It's been a LONG time since I've been that immersed in a game's plot, especially considering I've only played the demo.


----------



## cdawall (Nov 11, 2007)

lol that actually makes some kind of sense cause if this is insanely good a lot of people will buy it so they can play it online with out a HDD full of cracks


----------



## Darknova (Nov 11, 2007)

zekrahminator said:


> I could be swimming in a pool of cracked Crysis disks, I'm still going down to Target on November 16th and buying a legitimate/non-cracked version of Crysis, as I feel that it's worth every penny.



That's exactly how I feel. Crysis is just one of those games that I'd actually feel guilty about not paying for lol.


----------



## EviLZeD (Nov 11, 2007)

im pretty sure it works someone posted screens of the installation on another forum im just going to wait for my pre-order not that long to go so its fine also i think crysis is one of those games too that are worth the money


----------



## Atnevon (Nov 11, 2007)

I smell a baited tracker...just a hunch though. This is why I never download before releases are out.


w00t - 100th post


----------



## hat (Nov 11, 2007)

Yeah, if I download something, I wait a good while after retail comes out.


----------



## Richieb0y (Nov 11, 2007)

zekrahminator said:


> I could be swimming in a pool of cracked Crysis disks, I'm still going down to Target on November 16th and buying a legitimate/non-cracked version of Crysis, as I feel that it's worth every penny.

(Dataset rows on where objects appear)

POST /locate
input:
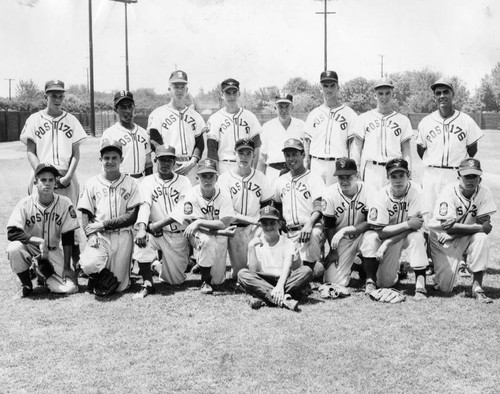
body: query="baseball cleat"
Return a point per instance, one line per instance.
(206, 288)
(481, 297)
(24, 291)
(144, 292)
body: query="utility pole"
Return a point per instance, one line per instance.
(91, 66)
(381, 66)
(10, 81)
(126, 2)
(326, 13)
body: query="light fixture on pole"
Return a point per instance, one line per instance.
(126, 2)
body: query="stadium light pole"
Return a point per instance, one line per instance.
(326, 13)
(126, 2)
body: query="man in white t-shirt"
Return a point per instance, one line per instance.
(269, 275)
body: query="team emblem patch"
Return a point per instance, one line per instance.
(443, 209)
(188, 208)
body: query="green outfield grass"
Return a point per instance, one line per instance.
(180, 340)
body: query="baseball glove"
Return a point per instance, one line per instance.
(331, 290)
(43, 268)
(391, 296)
(105, 283)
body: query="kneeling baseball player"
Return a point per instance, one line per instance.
(269, 275)
(396, 218)
(161, 192)
(345, 209)
(35, 228)
(460, 225)
(207, 211)
(109, 205)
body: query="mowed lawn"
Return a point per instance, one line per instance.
(182, 341)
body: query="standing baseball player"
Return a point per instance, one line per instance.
(54, 136)
(384, 134)
(299, 193)
(396, 217)
(460, 225)
(177, 125)
(445, 138)
(161, 192)
(345, 209)
(274, 134)
(37, 227)
(249, 190)
(109, 204)
(329, 130)
(228, 125)
(207, 211)
(134, 139)
(270, 275)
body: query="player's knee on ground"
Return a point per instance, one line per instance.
(16, 254)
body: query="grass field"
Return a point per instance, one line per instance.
(182, 341)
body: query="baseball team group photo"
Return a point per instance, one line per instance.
(351, 247)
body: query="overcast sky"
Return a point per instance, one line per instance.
(258, 42)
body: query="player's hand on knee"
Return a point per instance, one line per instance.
(141, 239)
(416, 222)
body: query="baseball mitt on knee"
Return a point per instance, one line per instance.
(105, 283)
(43, 268)
(391, 296)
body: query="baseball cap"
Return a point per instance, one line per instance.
(345, 166)
(328, 76)
(470, 166)
(54, 85)
(207, 165)
(293, 143)
(123, 95)
(398, 164)
(384, 83)
(165, 151)
(107, 144)
(442, 82)
(46, 167)
(269, 212)
(244, 143)
(230, 83)
(284, 98)
(178, 76)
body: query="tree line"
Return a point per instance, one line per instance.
(412, 94)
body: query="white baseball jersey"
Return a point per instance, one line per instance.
(297, 195)
(247, 193)
(451, 204)
(177, 128)
(44, 222)
(161, 197)
(389, 210)
(109, 199)
(329, 129)
(195, 206)
(447, 139)
(226, 129)
(382, 135)
(274, 135)
(347, 211)
(54, 137)
(135, 146)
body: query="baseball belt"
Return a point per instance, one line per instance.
(324, 158)
(446, 167)
(278, 166)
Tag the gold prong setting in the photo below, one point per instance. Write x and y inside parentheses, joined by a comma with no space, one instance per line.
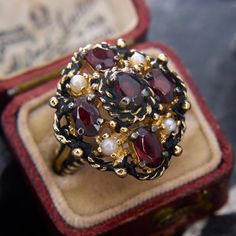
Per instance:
(114,107)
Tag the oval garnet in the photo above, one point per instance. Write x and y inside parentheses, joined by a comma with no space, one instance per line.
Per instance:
(162,86)
(100,56)
(85,116)
(148,148)
(126,85)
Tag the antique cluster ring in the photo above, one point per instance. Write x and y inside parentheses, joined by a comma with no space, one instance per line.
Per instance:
(118,110)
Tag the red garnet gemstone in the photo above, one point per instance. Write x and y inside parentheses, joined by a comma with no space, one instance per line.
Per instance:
(148,148)
(85,116)
(126,85)
(162,86)
(100,56)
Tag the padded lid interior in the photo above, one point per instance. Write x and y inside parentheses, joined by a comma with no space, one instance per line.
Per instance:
(35,32)
(90,196)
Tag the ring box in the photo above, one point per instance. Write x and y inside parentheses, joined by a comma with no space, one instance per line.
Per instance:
(93,21)
(93,202)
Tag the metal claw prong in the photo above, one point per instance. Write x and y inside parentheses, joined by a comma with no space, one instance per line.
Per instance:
(100,121)
(154,128)
(134,135)
(144,92)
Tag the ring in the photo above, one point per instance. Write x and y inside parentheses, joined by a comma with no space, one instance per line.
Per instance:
(118,110)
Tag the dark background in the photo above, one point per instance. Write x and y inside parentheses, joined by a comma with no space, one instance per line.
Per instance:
(203,33)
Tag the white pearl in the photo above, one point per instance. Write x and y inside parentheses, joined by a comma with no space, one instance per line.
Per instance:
(109,146)
(170,124)
(77,83)
(137,58)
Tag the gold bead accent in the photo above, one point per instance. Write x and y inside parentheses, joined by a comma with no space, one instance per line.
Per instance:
(186,105)
(123,129)
(121,43)
(53,102)
(178,150)
(77,152)
(162,57)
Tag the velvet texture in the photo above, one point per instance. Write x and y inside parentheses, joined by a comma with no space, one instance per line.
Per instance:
(77,205)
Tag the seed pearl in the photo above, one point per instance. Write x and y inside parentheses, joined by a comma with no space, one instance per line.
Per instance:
(137,58)
(77,83)
(109,146)
(170,124)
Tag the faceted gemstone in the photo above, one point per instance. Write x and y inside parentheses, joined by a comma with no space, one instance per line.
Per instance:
(77,83)
(162,86)
(109,146)
(85,116)
(137,58)
(170,124)
(148,148)
(100,56)
(127,86)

SET EXERCISE 1:
Quote the Crysis forum thread from "lol that actually" up to and including "Darknova (Nov 11, 2007)".
SET EXERCISE 2:
According to the Crysis forum thread, on what date does zekrahminator intend to buy Crysis at Target?
SET EXERCISE 3:
Carry on the Crysis forum thread from the point at which it stops.

EXPECTED OUTPUT 1:
lol that actually makes some kind of sense cause if this is insanely good a lot of people will buy it so they can play it online with out a HDD full of cracks


----------



## Darknova (Nov 11, 2007)

EXPECTED OUTPUT 2:
November 16th

EXPECTED OUTPUT 3:
helajuha too that im getting it on the 15 nov and mabye a SE if its there


----------



## GLD (Nov 11, 2007)

My 2 pennies is why in the world would you want to dl this? It is positively illegal and possibly tracked, liked mentioned earlier. We all know that tracking is a reality, blah, blah, blah. I don't want the internet police knocking on my door.

I hope to be getting my copy of Crysis for free at nVidia's GeForce LAN 4/Crysis launch party, that I am attending. It has not been confirmed that the game will be given out, but I am hoping. I bet this is gonna be one bad arse weekend!    If I don't get it at the LAN, well then I will buy it when I get back home.


----------



## ruddyrum (Nov 11, 2007)

I do not see why people are talking about tracked and monitored downloads as there are many other ways to obtain downloads other than using torrents / p2p that cannot be tracked eg usenet !!!

Those of you who say "it isn't real because it is not retail yet" is a load of crap. This is one of the most anticipated games of this year, so it is bound to make an appearance before retail. Doom3 leaked out onto the net weeks before its retail date.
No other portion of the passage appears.